WORK REQUEST: Copy each entry below exactly as it appears.

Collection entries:
..............................

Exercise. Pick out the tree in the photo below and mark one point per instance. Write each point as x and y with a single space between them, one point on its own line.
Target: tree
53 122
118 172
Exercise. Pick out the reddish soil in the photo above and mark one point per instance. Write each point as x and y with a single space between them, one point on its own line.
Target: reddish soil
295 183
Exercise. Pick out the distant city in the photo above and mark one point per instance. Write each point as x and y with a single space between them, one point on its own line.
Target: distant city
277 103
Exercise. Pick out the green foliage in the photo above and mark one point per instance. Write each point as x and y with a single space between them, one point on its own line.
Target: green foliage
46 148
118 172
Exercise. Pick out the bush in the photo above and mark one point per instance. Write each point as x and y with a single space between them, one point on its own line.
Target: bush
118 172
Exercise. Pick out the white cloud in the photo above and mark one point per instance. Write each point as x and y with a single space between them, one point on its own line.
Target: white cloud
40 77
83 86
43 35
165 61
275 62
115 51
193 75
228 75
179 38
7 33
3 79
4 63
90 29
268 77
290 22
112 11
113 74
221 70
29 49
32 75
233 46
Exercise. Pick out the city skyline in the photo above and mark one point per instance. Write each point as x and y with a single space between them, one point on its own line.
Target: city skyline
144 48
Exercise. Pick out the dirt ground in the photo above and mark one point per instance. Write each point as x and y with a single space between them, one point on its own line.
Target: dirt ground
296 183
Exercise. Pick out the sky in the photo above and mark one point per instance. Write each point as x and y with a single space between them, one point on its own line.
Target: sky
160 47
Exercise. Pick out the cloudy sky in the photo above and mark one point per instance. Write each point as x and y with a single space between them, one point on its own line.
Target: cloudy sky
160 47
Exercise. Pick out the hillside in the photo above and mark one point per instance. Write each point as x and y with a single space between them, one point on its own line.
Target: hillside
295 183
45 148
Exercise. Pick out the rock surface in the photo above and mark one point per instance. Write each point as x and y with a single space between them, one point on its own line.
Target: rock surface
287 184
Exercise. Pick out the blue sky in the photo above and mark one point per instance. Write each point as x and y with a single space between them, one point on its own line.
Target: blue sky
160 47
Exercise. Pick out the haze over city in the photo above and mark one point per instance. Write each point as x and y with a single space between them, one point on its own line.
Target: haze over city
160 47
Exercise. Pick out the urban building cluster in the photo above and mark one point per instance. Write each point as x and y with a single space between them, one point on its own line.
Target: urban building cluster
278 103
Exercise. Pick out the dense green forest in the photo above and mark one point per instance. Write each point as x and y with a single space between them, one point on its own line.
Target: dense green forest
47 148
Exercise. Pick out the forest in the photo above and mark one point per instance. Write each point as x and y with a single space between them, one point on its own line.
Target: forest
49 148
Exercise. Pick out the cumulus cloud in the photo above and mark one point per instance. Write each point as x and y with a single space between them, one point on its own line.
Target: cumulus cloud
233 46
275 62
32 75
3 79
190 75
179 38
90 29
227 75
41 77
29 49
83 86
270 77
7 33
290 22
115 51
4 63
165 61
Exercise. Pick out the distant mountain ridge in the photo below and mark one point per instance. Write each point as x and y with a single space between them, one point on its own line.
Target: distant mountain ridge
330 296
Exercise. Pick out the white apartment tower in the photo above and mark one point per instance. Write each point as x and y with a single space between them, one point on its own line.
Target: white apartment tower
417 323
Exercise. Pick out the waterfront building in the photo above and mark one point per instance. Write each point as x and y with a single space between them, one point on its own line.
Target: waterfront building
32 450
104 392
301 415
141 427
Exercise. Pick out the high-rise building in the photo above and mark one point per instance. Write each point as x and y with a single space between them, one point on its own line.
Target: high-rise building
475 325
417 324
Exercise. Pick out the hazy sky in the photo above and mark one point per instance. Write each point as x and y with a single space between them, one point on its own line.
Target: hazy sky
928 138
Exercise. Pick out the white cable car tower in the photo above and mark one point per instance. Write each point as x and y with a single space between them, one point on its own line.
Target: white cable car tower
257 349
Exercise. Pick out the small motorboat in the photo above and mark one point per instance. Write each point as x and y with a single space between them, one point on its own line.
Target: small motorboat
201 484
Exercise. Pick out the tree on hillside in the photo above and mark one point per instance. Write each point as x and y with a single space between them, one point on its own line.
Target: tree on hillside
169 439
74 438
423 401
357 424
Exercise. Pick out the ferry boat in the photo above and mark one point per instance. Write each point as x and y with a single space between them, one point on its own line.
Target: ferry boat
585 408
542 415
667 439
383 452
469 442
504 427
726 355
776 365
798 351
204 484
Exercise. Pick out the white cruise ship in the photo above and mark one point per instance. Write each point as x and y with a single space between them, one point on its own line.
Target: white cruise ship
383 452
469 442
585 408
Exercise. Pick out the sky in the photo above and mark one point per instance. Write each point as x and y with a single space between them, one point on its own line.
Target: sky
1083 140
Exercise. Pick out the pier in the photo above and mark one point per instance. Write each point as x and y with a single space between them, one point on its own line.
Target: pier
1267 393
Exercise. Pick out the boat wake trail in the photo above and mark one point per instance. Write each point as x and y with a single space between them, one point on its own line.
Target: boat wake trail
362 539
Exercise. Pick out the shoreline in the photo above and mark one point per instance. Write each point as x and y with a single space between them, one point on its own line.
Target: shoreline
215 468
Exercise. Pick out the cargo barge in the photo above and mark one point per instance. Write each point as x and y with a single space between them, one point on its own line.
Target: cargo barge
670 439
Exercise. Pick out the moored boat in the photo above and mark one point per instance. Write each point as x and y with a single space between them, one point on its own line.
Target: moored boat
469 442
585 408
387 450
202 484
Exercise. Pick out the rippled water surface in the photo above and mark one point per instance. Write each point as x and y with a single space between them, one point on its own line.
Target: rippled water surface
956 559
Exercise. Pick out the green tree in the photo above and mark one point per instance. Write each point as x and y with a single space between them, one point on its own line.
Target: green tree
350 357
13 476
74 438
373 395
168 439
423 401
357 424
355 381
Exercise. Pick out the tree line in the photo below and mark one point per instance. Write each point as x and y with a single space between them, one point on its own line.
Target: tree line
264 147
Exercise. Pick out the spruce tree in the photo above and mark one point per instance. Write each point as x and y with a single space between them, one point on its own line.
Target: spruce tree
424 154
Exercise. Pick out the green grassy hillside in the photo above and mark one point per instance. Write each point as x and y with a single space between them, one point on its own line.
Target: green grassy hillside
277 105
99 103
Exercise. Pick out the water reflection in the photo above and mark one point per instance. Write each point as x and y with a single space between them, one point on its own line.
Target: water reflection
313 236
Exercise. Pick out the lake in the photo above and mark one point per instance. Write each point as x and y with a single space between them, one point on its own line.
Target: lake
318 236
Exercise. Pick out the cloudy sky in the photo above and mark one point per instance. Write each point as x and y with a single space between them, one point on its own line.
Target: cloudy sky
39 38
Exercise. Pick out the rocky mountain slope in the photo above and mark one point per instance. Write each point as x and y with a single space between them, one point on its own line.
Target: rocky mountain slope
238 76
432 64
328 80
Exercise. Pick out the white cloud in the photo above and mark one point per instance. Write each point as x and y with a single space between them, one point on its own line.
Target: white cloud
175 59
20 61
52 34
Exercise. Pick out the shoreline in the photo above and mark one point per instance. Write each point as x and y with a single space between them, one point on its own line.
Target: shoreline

..............................

TASK OUTPUT:
Exercise. Pick out the tree in the photo below and mark one point per instance. Write each point as x and y with a single space between them, one point on its own line.
Target: tree
53 122
118 172
Exercise. Pick out the reddish soil in the photo above and mark one point per instance. Write each point as x and y with a single space between them, one point on its own line.
Target: reddish soil
295 183
Exercise. Pick out the distant city in the photo above and mark one point per instance. Write each point as x and y with a single space between them, one point on its own line.
Target: distant city
277 103
Exercise. Pick out the green foliage in the photo above and mark one point per instance. Write each point as x and y with a single space between them, one point on its own line.
Target: green foliage
46 148
118 172
Exercise. Pick out the bush in the photo above and mark one point per instance. Write each point as x and y with a single space between them, one point on its own line.
Target: bush
118 172
Exercise. Pick out the white cloud in the photo above and mark one point per instance. Write each point as x and y with a single space between them, one point on its own line.
Target: white cloud
40 77
83 86
43 35
165 61
275 62
115 51
193 75
228 75
179 38
7 33
3 79
4 63
90 29
268 77
290 22
112 11
113 74
221 70
29 49
32 75
233 46
Exercise. Pick out the city skyline in the photo above and mark one point per instance. Write each point as x and y with a single space between them, one point on its own line.
Target: city skyline
144 48
Exercise. Pick out the dirt ground in the photo above and mark one point per instance. Write each point as x and y with a single space between them, one point on its own line.
Target: dirt ground
296 183
Exercise. Pick out the sky in the photo above and mark one point per instance. Write each point as x and y with a single space between them, one point on its own line.
Target: sky
160 47
Exercise. Pick out the cloudy sky in the photo above and mark one point per instance. Write each point as x and y with a single space between them, one point on its own line.
Target: cloudy sky
160 47
Exercise. Pick out the hillside in the photo above and mark one point per instance. Write each point as x and y with a single space between them, one point on its own line.
Target: hillside
295 183
45 148
Exercise. Pick out the rock surface in the photo above and mark one point per instance. Write each point as x and y with a single space between them, one point on its own line.
Target: rock surface
287 184
Exercise. Pick out the blue sky in the photo above and mark one point per instance. Write each point as x and y with a single space between them, one point on its own line.
Target: blue sky
160 47
Exercise. Pick out the haze over city in the photo above and mark one point per instance. Write each point as x and y with a single space between them, one point on its own line.
Target: haze over city
160 47
Exercise. Pick out the urban building cluster in the photo above and mark one point per instance. Write each point as x and y with a single space between them, one point on its own line.
Target: urban building cluster
278 103
Exercise. Pick out the dense green forest in the photo above and mark one point per instance. Write each point as x and y with a single space between them, one point on its own line.
Target: dense green forest
47 148
Exercise. Pick out the forest in the photo above and mark one point per instance. Write each point as x and y with a single space between them, one point on its own line.
Target: forest
49 148
Exercise. Pick out the cumulus cloud in the photo above and mark one point per instance. Write each point as x and y with a single space between them, one point on its own line.
Target: cumulus cloud
233 46
275 62
32 75
3 79
190 75
179 38
90 29
227 75
41 77
29 49
83 86
270 77
7 33
290 22
115 51
4 63
165 61
Exercise. Pick out the distant mountain ridge in the photo below and mark one point per instance. Write each point as x and y with a single space between them, one point on its own line.
Target: distant mountain ridge
330 296
Exercise. Pick out the white apartment tower in the photo above and mark one point per instance. Write each point as x and y with a single space between them, one point on its own line.
Target: white apartment tower
417 323
Exercise. Pick out the waterfront building in the photo above and mark one point per instance. Write each point as x and y with a single space between them, one point on its own line.
Target: waterfront building
32 450
104 392
301 415
141 427
Exercise. Pick out the high-rise building in the photo above and mark one point per instance. Write each point as x and y with a single space between them, one point on its own line.
Target: high-rise building
475 325
417 324
Exercise. Pick out the hazy sky in the photo above and mark one point per instance. Write each point as x and y with a single space between them, one point on its own line.
Target: hazy sky
928 138
Exercise. Pick out the white cable car tower in the photo above and mark one point per instance. Write each point as x and y with a single space between them, one point on its own line.
Target: white cable car tower
257 349
Exercise. Pick out the small motorboat in the photo above and mark one point per instance. Write each point as x and y with a single space between them, one point on its own line.
Target: small motorboat
201 484
Exercise. Pick out the tree on hillside in the photo above and mark one point per instance. Write each point as x and y with a single space between them, one point on its own line.
Target: tree on hillside
169 439
74 438
423 401
357 424
Exercise. Pick out the ferry boat in the photo above and mark one point per instance. Write each point as x and y with a single space between them, one point on its own line.
Target: ferry boat
585 408
542 415
667 439
383 452
469 442
504 427
726 355
776 365
798 351
204 484
Exercise. Pick out the white cruise ship in the photo above and mark one point per instance. Write each point as x and y with a single space between them, one point on its own line.
Target: white cruise ship
383 452
469 442
585 408
Exercise. Pick out the sky in the photo above and mark one point per instance. Write each point as x and y with a single space between them, one point on its own line.
Target: sky
1083 140
Exercise. Pick out the pier in the photo above and mark one point per instance. Write each point as x and y with a single space between them, one point on its own line.
Target: pier
1267 393
Exercise. Pick out the boat wake trail in the photo above and mark one point per instance. Write each point as x and y with a single space between them, one point on its own line.
Target: boat wake trail
362 539
Exercise. Pick out the shoreline in the photo above and mark one point per instance. Write each point as x and y with a single space between them, one point on its own line.
Target: shoreline
215 468
Exercise. Pick out the cargo barge in the photo above and mark one point per instance. Write each point as x and y with a single space between them, one point on its own line.
Target: cargo barge
670 439
Exercise. Pick out the moored boat in the photo above and mark one point per instance. Write each point as x and y with a single space between them, one point on its own line.
Target: moored boat
469 442
585 408
387 450
202 484
Exercise. Pick out the rippled water surface in the photo above and mark one point per instance. Write each point as x and y with a single space between them, one point on its own line.
Target: rippled water surface
956 559
Exercise. Pick out the green tree in the photo above and mark one point per instance. Write each point as x and y with a single space between them, one point on its own line.
Target: green tree
350 357
13 476
74 438
373 395
168 439
423 401
357 424
355 381
Exercise. Pick out the tree line in the photo below and mark one point per instance. Write each point as x and y with a single space between them, one point on its own line.
Target: tree line
264 147
Exercise. Pick out the spruce tree in the photo above and mark one point per instance. Write each point as x and y with a single space between them, one point on its own line.
Target: spruce tree
424 154
Exercise. Pick out the green grassy hillside in the photo above and mark one point per instance. Write each point as x and y with a single space between them, one point on its own line.
Target: green grassy hillside
277 105
99 103
Exercise. Pick out the water reflection in the photo above and mark one point per instance. Write each point as x and y with a single space between them, one point on its own line.
Target: water reflection
313 236
Exercise. Pick out the lake in the photo above and mark one point per instance. Write each point as x and y with a single space between them, one point on its own line.
Target: lake
318 236
Exercise. Pick out the cloudy sky in the photo above and mark one point per instance. Write each point as x and y with a single space between them, one point on its own line.
Target: cloudy sky
39 38
Exercise. Pick out the rocky mountain slope in the photo above and mark one point per instance. Write each point as x and y with a single space between them, one point on its own line.
Target: rocky mountain slope
238 76
432 64
328 80
Exercise. Pick out the white cloud in the photo above and mark one point per instance. Write each point as x and y with a single space between them, one point on its own line.
Target: white cloud
175 59
20 61
52 34
Exercise. Pick out the shoreline in the photo above and mark one point per instance. Write each point as x and y with a single space between them, one point on its own line.
Target: shoreline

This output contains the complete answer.